▶ **TASK BRIEF**
Copy the data exactly; pictures stay out of the copy.

····················

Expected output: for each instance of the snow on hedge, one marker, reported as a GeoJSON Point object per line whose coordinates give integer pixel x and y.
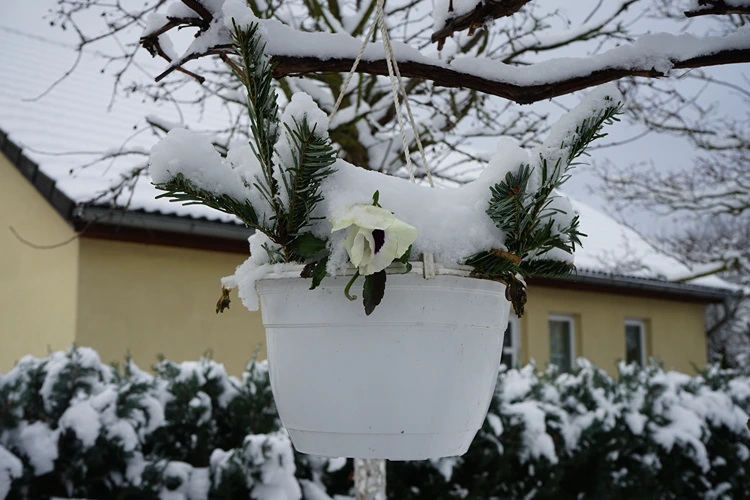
{"type": "Point", "coordinates": [79, 429]}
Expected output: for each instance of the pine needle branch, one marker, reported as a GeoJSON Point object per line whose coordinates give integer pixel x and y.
{"type": "Point", "coordinates": [255, 71]}
{"type": "Point", "coordinates": [183, 190]}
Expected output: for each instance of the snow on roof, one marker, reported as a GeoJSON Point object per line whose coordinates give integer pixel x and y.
{"type": "Point", "coordinates": [70, 125]}
{"type": "Point", "coordinates": [61, 129]}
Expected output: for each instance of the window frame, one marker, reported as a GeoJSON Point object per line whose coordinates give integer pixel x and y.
{"type": "Point", "coordinates": [642, 327]}
{"type": "Point", "coordinates": [515, 350]}
{"type": "Point", "coordinates": [570, 319]}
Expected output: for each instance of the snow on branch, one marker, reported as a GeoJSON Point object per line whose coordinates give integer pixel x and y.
{"type": "Point", "coordinates": [482, 13]}
{"type": "Point", "coordinates": [718, 7]}
{"type": "Point", "coordinates": [297, 53]}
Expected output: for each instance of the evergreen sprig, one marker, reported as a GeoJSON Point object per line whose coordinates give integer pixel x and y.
{"type": "Point", "coordinates": [312, 154]}
{"type": "Point", "coordinates": [528, 217]}
{"type": "Point", "coordinates": [312, 157]}
{"type": "Point", "coordinates": [182, 189]}
{"type": "Point", "coordinates": [256, 74]}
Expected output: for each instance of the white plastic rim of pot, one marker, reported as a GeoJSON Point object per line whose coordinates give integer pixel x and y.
{"type": "Point", "coordinates": [411, 381]}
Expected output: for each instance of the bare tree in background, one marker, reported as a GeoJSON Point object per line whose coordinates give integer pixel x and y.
{"type": "Point", "coordinates": [456, 114]}
{"type": "Point", "coordinates": [457, 109]}
{"type": "Point", "coordinates": [712, 202]}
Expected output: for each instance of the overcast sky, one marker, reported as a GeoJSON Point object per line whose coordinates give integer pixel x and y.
{"type": "Point", "coordinates": [664, 152]}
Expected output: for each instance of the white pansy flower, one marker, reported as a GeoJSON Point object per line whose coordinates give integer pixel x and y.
{"type": "Point", "coordinates": [376, 237]}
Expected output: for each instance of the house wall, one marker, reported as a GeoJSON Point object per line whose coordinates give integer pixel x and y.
{"type": "Point", "coordinates": [151, 299]}
{"type": "Point", "coordinates": [38, 287]}
{"type": "Point", "coordinates": [675, 331]}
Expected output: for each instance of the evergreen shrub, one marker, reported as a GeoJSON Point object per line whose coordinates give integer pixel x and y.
{"type": "Point", "coordinates": [73, 427]}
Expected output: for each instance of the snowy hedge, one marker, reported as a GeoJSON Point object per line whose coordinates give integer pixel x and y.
{"type": "Point", "coordinates": [73, 427]}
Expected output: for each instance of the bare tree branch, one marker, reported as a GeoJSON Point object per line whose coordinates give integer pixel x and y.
{"type": "Point", "coordinates": [483, 13]}
{"type": "Point", "coordinates": [522, 94]}
{"type": "Point", "coordinates": [717, 7]}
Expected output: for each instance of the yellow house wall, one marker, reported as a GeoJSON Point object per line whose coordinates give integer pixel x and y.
{"type": "Point", "coordinates": [150, 300]}
{"type": "Point", "coordinates": [38, 287]}
{"type": "Point", "coordinates": [675, 331]}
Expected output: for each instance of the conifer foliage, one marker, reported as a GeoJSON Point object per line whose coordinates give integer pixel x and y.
{"type": "Point", "coordinates": [72, 427]}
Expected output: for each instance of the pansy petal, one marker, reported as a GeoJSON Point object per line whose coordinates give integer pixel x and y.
{"type": "Point", "coordinates": [369, 252]}
{"type": "Point", "coordinates": [357, 248]}
{"type": "Point", "coordinates": [386, 254]}
{"type": "Point", "coordinates": [404, 234]}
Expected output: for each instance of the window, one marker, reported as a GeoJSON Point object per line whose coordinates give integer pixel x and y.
{"type": "Point", "coordinates": [512, 343]}
{"type": "Point", "coordinates": [561, 342]}
{"type": "Point", "coordinates": [635, 342]}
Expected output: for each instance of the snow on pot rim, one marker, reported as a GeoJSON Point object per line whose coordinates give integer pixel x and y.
{"type": "Point", "coordinates": [284, 271]}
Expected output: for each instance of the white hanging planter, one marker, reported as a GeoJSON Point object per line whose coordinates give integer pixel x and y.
{"type": "Point", "coordinates": [412, 381]}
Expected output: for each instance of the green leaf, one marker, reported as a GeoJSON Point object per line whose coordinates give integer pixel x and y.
{"type": "Point", "coordinates": [306, 245]}
{"type": "Point", "coordinates": [319, 272]}
{"type": "Point", "coordinates": [373, 291]}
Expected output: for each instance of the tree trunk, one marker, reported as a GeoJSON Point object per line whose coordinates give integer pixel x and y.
{"type": "Point", "coordinates": [369, 479]}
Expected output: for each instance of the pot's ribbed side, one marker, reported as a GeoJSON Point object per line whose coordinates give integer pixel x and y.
{"type": "Point", "coordinates": [411, 381]}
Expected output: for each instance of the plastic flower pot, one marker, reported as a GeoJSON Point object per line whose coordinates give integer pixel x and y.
{"type": "Point", "coordinates": [412, 381]}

····················

▶ **WORKED SOLUTION**
Expected output: for each instance of the snow on hedge, one marker, reported as a GeoJSON Point object per line whose coordinates give integer pixel x and y.
{"type": "Point", "coordinates": [79, 429]}
Expected output: for each instance of the pine needle branch, one marker, reported as a GeoJSON Point object per line whose coordinates give integer pixel x and y.
{"type": "Point", "coordinates": [255, 71]}
{"type": "Point", "coordinates": [183, 190]}
Expected output: for each instance of the snow on roof, one marker, reported as a GeoJSON Point object per line whose coordinates give integer pixel x and y.
{"type": "Point", "coordinates": [70, 125]}
{"type": "Point", "coordinates": [61, 129]}
Expected output: for each instance of the window frame, one marker, reported as a GeoJSON Point object per line whose coordinates give integer pixel x and y.
{"type": "Point", "coordinates": [642, 327]}
{"type": "Point", "coordinates": [515, 350]}
{"type": "Point", "coordinates": [570, 319]}
Expected output: for each instance of the snow on branch, one marker, reported as a GeoJSON Point object per line whose coordinates give integer pixel x and y.
{"type": "Point", "coordinates": [482, 13]}
{"type": "Point", "coordinates": [718, 7]}
{"type": "Point", "coordinates": [297, 53]}
Expected output: for each instance of the evergreen sprig, one marker, reported as a GeoJSON Point object per line whose coordinates give integer pixel x and y.
{"type": "Point", "coordinates": [312, 154]}
{"type": "Point", "coordinates": [528, 217]}
{"type": "Point", "coordinates": [312, 157]}
{"type": "Point", "coordinates": [182, 189]}
{"type": "Point", "coordinates": [256, 74]}
Expected output: for each instance of the white plastic rim of pot, one marker, reported as a GeoJSON Point object per line whose coordinates give integer pixel x and y.
{"type": "Point", "coordinates": [411, 381]}
Expected output: for each instance of the bare tree in background, one marker, reported as a GeoJSON Point object per line whose coordinates give integer pixel x and y.
{"type": "Point", "coordinates": [456, 114]}
{"type": "Point", "coordinates": [457, 109]}
{"type": "Point", "coordinates": [712, 202]}
Expected output: for each instance of the overcast sky, one marker, reported as a GeoJSON Point object per line whose coordinates give integer pixel x and y.
{"type": "Point", "coordinates": [664, 152]}
Expected output: for each instance of the white pansy flower, one marker, reported as a GeoJSON Point object per line whose coordinates give integer pixel x and y.
{"type": "Point", "coordinates": [376, 237]}
Expected output: for each instance of the house wall, one marker, reported as a GeoJSON Point object per line whose coordinates give integer pixel x and y.
{"type": "Point", "coordinates": [151, 299]}
{"type": "Point", "coordinates": [38, 287]}
{"type": "Point", "coordinates": [675, 331]}
Expected output: for each instance of the evergreen shrub, one marker, reported as a GeoJSON Point object per line whose coordinates give integer pixel x and y.
{"type": "Point", "coordinates": [73, 427]}
Expected output: for each instance of the snowy hedge, one marker, reported as a GeoJSON Point object per line whose coordinates give integer pixel x and y.
{"type": "Point", "coordinates": [73, 427]}
Expected output: for each instance of the bare tree branch, one marker, reported as a GeoJSON Point object per line whose coordinates give integer pixel x and y.
{"type": "Point", "coordinates": [483, 13]}
{"type": "Point", "coordinates": [522, 94]}
{"type": "Point", "coordinates": [717, 7]}
Expected output: for each instance of the yellow house wall, one marker, reported as a GeoJSON Point object per line whose coordinates give integer pixel x and y.
{"type": "Point", "coordinates": [150, 300]}
{"type": "Point", "coordinates": [38, 287]}
{"type": "Point", "coordinates": [675, 331]}
Expected output: for each instance of the conifer foliage, one marker, reported as a GeoJSON Point object per line whose coordinates give integer pixel x and y.
{"type": "Point", "coordinates": [72, 427]}
Expected output: for each instance of the pansy petal, one marker, reported as a GeoJSON Point object per line whose coordinates give integer pixel x and y.
{"type": "Point", "coordinates": [369, 252]}
{"type": "Point", "coordinates": [357, 248]}
{"type": "Point", "coordinates": [386, 254]}
{"type": "Point", "coordinates": [404, 234]}
Expected output: for each instance of the window, one marker, reported as a GeoJSON Point object per line whose coordinates give integer pixel x and y.
{"type": "Point", "coordinates": [512, 343]}
{"type": "Point", "coordinates": [561, 342]}
{"type": "Point", "coordinates": [635, 342]}
Expected output: for each instance of the snow on pot rim, one marker, reported as a GeoJSON Point object per line whose coordinates give integer pixel x and y.
{"type": "Point", "coordinates": [284, 271]}
Expected output: for each instance of the white hanging planter, one marker, reported as a GeoJSON Point object per line whose coordinates give integer pixel x and y.
{"type": "Point", "coordinates": [412, 381]}
Expected output: for each instance of the green leaf, one marker, reported as a GeoJSON Point object per line whose coordinates give integer pixel x and y.
{"type": "Point", "coordinates": [306, 245]}
{"type": "Point", "coordinates": [319, 272]}
{"type": "Point", "coordinates": [373, 291]}
Expected output: for each instance of the tree trunk, one marker, reported as a GeoJSON Point object per line whose coordinates give integer pixel x and y.
{"type": "Point", "coordinates": [369, 479]}
Expected output: for each instance of the pot's ribbed side, one marker, reported as a GeoJSON Point object per line whose coordinates give integer pixel x and y.
{"type": "Point", "coordinates": [411, 381]}
Expected output: for each instance of the plastic flower pot, one marker, reported as a GeoJSON Point object per line whose coordinates give integer pixel x and y.
{"type": "Point", "coordinates": [412, 381]}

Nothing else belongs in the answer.